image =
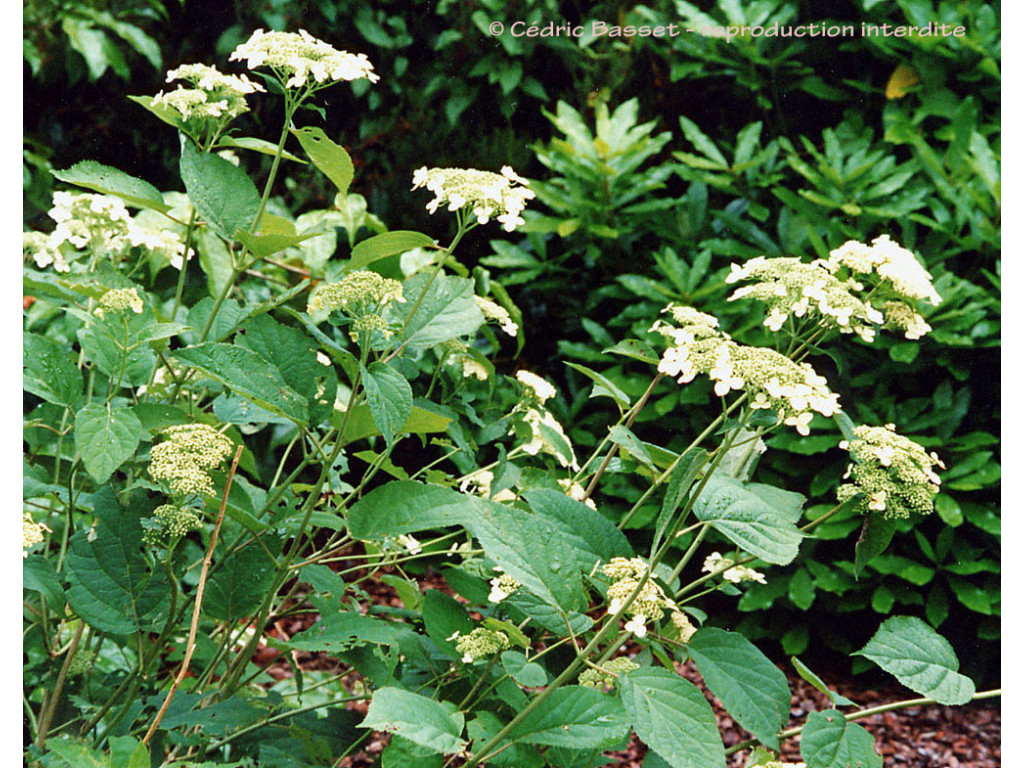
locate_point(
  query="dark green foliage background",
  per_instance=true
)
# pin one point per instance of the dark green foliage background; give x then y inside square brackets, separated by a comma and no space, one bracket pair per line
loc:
[786,146]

- **Problem details**: Set down only the lines from the line with "# pin one point" through the last line of the data above, keeping both the first and the last.

- **Reply**:
# pin one point per instance of the dark green foliage background; give x then y inside square brackets, separated by a comma and no space, one bracket pair per line
loc:
[786,146]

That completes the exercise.